**Aim of the exercise:**
Your copy of the data should match it exactly, except that the pictures are gone.

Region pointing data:

-=-=-

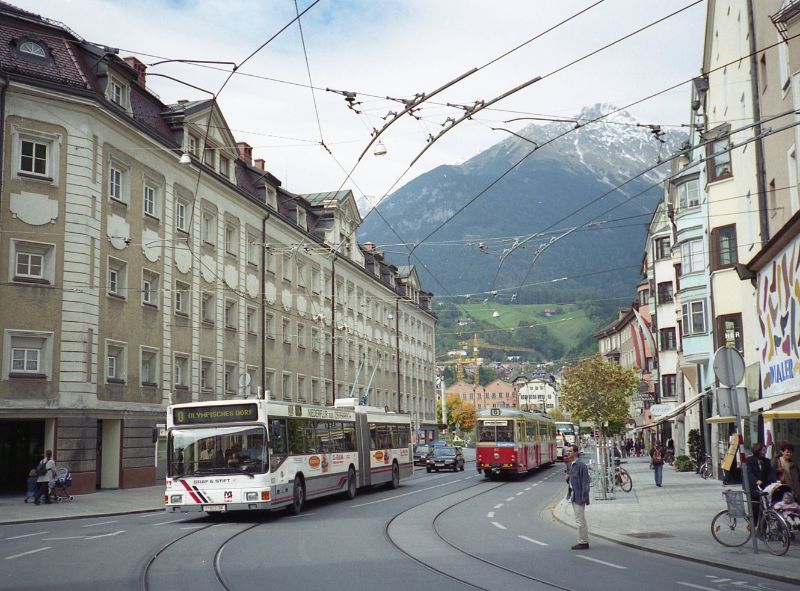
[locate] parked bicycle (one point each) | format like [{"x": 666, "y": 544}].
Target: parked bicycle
[
  {"x": 706, "y": 469},
  {"x": 731, "y": 527}
]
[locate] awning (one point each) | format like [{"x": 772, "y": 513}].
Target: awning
[{"x": 677, "y": 411}]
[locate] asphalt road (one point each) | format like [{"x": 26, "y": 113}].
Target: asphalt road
[{"x": 441, "y": 532}]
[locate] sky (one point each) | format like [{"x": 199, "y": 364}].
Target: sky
[{"x": 278, "y": 103}]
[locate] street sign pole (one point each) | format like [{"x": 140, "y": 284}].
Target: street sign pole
[{"x": 729, "y": 369}]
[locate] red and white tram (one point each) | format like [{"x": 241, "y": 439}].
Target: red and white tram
[{"x": 514, "y": 441}]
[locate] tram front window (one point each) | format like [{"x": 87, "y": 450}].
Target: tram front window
[{"x": 219, "y": 450}]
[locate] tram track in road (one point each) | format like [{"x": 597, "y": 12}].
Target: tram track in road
[
  {"x": 457, "y": 500},
  {"x": 145, "y": 579}
]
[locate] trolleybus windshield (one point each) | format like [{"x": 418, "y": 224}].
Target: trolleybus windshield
[
  {"x": 216, "y": 450},
  {"x": 496, "y": 430}
]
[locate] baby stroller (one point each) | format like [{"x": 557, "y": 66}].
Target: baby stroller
[{"x": 59, "y": 487}]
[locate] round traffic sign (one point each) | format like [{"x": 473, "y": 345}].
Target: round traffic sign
[{"x": 728, "y": 366}]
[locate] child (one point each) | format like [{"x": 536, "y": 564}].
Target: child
[
  {"x": 789, "y": 509},
  {"x": 31, "y": 493}
]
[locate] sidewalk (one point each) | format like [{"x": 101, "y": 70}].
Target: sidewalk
[{"x": 676, "y": 520}]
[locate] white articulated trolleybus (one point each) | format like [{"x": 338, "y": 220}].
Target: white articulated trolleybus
[{"x": 259, "y": 454}]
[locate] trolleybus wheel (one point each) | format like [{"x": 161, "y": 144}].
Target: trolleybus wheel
[
  {"x": 351, "y": 484},
  {"x": 298, "y": 496},
  {"x": 395, "y": 482}
]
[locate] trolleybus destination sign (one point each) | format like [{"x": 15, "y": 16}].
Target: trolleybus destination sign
[{"x": 231, "y": 413}]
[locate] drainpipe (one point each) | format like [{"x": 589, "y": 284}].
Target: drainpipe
[
  {"x": 333, "y": 329},
  {"x": 759, "y": 145},
  {"x": 264, "y": 305}
]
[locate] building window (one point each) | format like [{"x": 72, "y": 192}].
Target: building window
[
  {"x": 729, "y": 331},
  {"x": 150, "y": 199},
  {"x": 230, "y": 379},
  {"x": 182, "y": 298},
  {"x": 149, "y": 371},
  {"x": 33, "y": 262},
  {"x": 692, "y": 257},
  {"x": 150, "y": 287},
  {"x": 208, "y": 308},
  {"x": 693, "y": 315},
  {"x": 231, "y": 239},
  {"x": 34, "y": 157},
  {"x": 668, "y": 342},
  {"x": 719, "y": 159},
  {"x": 665, "y": 292},
  {"x": 117, "y": 183},
  {"x": 208, "y": 230},
  {"x": 181, "y": 371},
  {"x": 269, "y": 326},
  {"x": 230, "y": 314},
  {"x": 27, "y": 353},
  {"x": 668, "y": 386},
  {"x": 723, "y": 247},
  {"x": 117, "y": 278},
  {"x": 662, "y": 246},
  {"x": 287, "y": 386},
  {"x": 206, "y": 375},
  {"x": 689, "y": 194},
  {"x": 116, "y": 364},
  {"x": 181, "y": 216}
]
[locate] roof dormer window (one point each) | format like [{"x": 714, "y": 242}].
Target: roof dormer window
[{"x": 33, "y": 48}]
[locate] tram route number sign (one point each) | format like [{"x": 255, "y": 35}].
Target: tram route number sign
[{"x": 201, "y": 415}]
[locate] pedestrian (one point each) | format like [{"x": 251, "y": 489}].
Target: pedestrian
[
  {"x": 30, "y": 494},
  {"x": 657, "y": 459},
  {"x": 45, "y": 472},
  {"x": 577, "y": 477},
  {"x": 759, "y": 474},
  {"x": 784, "y": 462}
]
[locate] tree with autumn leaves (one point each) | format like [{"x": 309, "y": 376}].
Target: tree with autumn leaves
[
  {"x": 598, "y": 391},
  {"x": 458, "y": 413}
]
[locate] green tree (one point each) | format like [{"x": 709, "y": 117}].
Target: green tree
[
  {"x": 459, "y": 414},
  {"x": 598, "y": 391}
]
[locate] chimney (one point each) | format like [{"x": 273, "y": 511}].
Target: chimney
[
  {"x": 141, "y": 70},
  {"x": 245, "y": 152}
]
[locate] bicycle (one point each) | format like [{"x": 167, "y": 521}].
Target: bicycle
[
  {"x": 706, "y": 468},
  {"x": 731, "y": 527}
]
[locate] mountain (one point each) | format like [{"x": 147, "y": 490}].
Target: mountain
[{"x": 556, "y": 191}]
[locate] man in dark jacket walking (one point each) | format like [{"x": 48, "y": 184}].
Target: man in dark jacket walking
[{"x": 577, "y": 476}]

-=-=-

**Output for this task:**
[locate] parked bicycle (one point each) | format like [{"x": 666, "y": 544}].
Target: parked bicycle
[
  {"x": 706, "y": 469},
  {"x": 731, "y": 527}
]
[locate] awning (one point each) | format like [{"x": 772, "y": 513}].
Target: awning
[{"x": 677, "y": 411}]
[locate] asphalt road (one point each) | format like [{"x": 26, "y": 113}].
Target: asphalt road
[{"x": 441, "y": 532}]
[locate] sky (one point each) | format like [{"x": 199, "y": 364}].
Target: sky
[{"x": 278, "y": 103}]
[locate] street sign pole (one point each) | format like [{"x": 140, "y": 284}].
Target: street sign pole
[{"x": 729, "y": 369}]
[locate] red and white tram (one point each) | format like [{"x": 241, "y": 439}].
Target: red and white tram
[{"x": 514, "y": 441}]
[locate] tram front window (one point each) | format like [{"x": 87, "y": 450}].
Target: tram front window
[{"x": 219, "y": 450}]
[locate] tram track in road (one point each) | format like [{"x": 597, "y": 12}].
Target: tram track in road
[
  {"x": 457, "y": 500},
  {"x": 145, "y": 579}
]
[locate] trolleybus windshield (one point each) | format like [{"x": 418, "y": 224}].
Target: trolleybus windshield
[
  {"x": 216, "y": 450},
  {"x": 496, "y": 430}
]
[locate] baby stroller (one point each) | format like [{"x": 557, "y": 66}].
Target: baby stroller
[{"x": 59, "y": 487}]
[locate] round traffic sign (one point each) | format like [{"x": 473, "y": 345}].
Target: round traffic sign
[{"x": 728, "y": 366}]
[locate] child (one point each) | format like [{"x": 536, "y": 564}].
Target: child
[
  {"x": 789, "y": 509},
  {"x": 31, "y": 493}
]
[locate] sidewalk (one point each) | format like [{"x": 101, "y": 70}].
Target: sidewalk
[{"x": 676, "y": 520}]
[locate] white articulated trolleybus (one point each) | format like [{"x": 338, "y": 220}].
Target: white articulated trolleybus
[{"x": 259, "y": 454}]
[locate] trolleybus wheel (one point each) | format like [{"x": 161, "y": 144}].
Target: trolleybus wheel
[
  {"x": 351, "y": 484},
  {"x": 298, "y": 496},
  {"x": 395, "y": 482}
]
[locate] trolleybus destination sign (one point each) | format like [{"x": 15, "y": 16}].
Target: trolleybus destination sign
[{"x": 231, "y": 413}]
[locate] drainpipe (one point each) | format like [{"x": 589, "y": 284}].
Target: drainpipe
[
  {"x": 333, "y": 329},
  {"x": 759, "y": 145},
  {"x": 264, "y": 305}
]
[locate] building window (one point each) | format like [{"x": 72, "y": 192}].
Target: building window
[
  {"x": 729, "y": 331},
  {"x": 150, "y": 199},
  {"x": 230, "y": 379},
  {"x": 182, "y": 298},
  {"x": 149, "y": 371},
  {"x": 33, "y": 262},
  {"x": 692, "y": 257},
  {"x": 150, "y": 287},
  {"x": 208, "y": 308},
  {"x": 693, "y": 315},
  {"x": 231, "y": 239},
  {"x": 34, "y": 157},
  {"x": 668, "y": 342},
  {"x": 719, "y": 159},
  {"x": 665, "y": 292},
  {"x": 117, "y": 183},
  {"x": 208, "y": 230},
  {"x": 181, "y": 371},
  {"x": 269, "y": 326},
  {"x": 230, "y": 314},
  {"x": 27, "y": 353},
  {"x": 668, "y": 386},
  {"x": 723, "y": 247},
  {"x": 117, "y": 278},
  {"x": 662, "y": 246},
  {"x": 287, "y": 386},
  {"x": 206, "y": 375},
  {"x": 689, "y": 194},
  {"x": 116, "y": 364},
  {"x": 181, "y": 216}
]
[locate] roof dormer window (one point each) | format like [{"x": 714, "y": 242}].
Target: roof dormer window
[{"x": 33, "y": 48}]
[locate] tram route number sign (one point each) | format like [{"x": 255, "y": 35}].
Target: tram route number sign
[{"x": 201, "y": 415}]
[locate] pedestrian (one point each) | format like [{"x": 251, "y": 489}].
Target: pedestrian
[
  {"x": 30, "y": 494},
  {"x": 657, "y": 459},
  {"x": 45, "y": 472},
  {"x": 577, "y": 477},
  {"x": 759, "y": 474},
  {"x": 784, "y": 462}
]
[locate] tree with autumn leaves (one point each) | format like [{"x": 309, "y": 376}].
Target: tree with autumn leaves
[
  {"x": 598, "y": 391},
  {"x": 458, "y": 413}
]
[locate] green tree (one point each) | format like [{"x": 709, "y": 117}].
Target: green tree
[
  {"x": 459, "y": 414},
  {"x": 598, "y": 391}
]
[locate] chimney (one point each) | format like [{"x": 273, "y": 511}].
Target: chimney
[
  {"x": 141, "y": 70},
  {"x": 245, "y": 152}
]
[locate] bicycle (one point each) | format like [{"x": 167, "y": 521}].
Target: bicycle
[
  {"x": 706, "y": 468},
  {"x": 731, "y": 527}
]
[locate] mountain (one point each) | format like [{"x": 147, "y": 490}].
Target: mountain
[{"x": 556, "y": 191}]
[locate] man in dark jacket walking (one point each) | format like [{"x": 48, "y": 184}].
Target: man in dark jacket walking
[{"x": 577, "y": 476}]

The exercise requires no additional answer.